Consideration Is The Highest Expression of Love
In 2020, I was living in a spacious sun-filled apartment in Williamsburg with a close friend. Her boyfriend, who lived out of state, would often visit her and without fail, he’d bring her flowers. It was never flashy or over the top. Just a small gesture to show he was thinking of her. It may not have been insignificant in the grand scheme of their relationship, but I always noticed. Because it reminded me that love, at its purest, is consideration.
Hollywood has been teaching us that love is grand gestures: the dash across the airport, the rain-soaked confession in the middle of a busy street, the dramatic proposal in front of a large crowd. Social media further stokes these flames by showing us perfectly curated moments. This is not to say that some of these moments on social media are not real or choreographed out of love for someone, but at times these moments are manufactured for an audience, for views.

MATERIAL >>

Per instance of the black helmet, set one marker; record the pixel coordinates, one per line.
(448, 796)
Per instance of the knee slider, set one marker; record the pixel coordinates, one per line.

YOUR TASK >>
Could you restate the passage on love as consideration from "Consideration Is The" up to and including "purest, is consideration.", swapping "flowers" for "chocolates"?

ANSWER TO THIS TASK >>
Consideration Is The Highest Expression of Love
In 2020, I was living in a spacious sun-filled apartment in Williamsburg with a close friend. Her boyfriend, who lived out of state, would often visit her and without fail, he’d bring her chocolates. It was never flashy or over the top. Just a small gesture to show he was thinking of her. It may not have been insignificant in the grand scheme of their relationship, but I always noticed. Because it reminded me that love, at its purest, is consideration.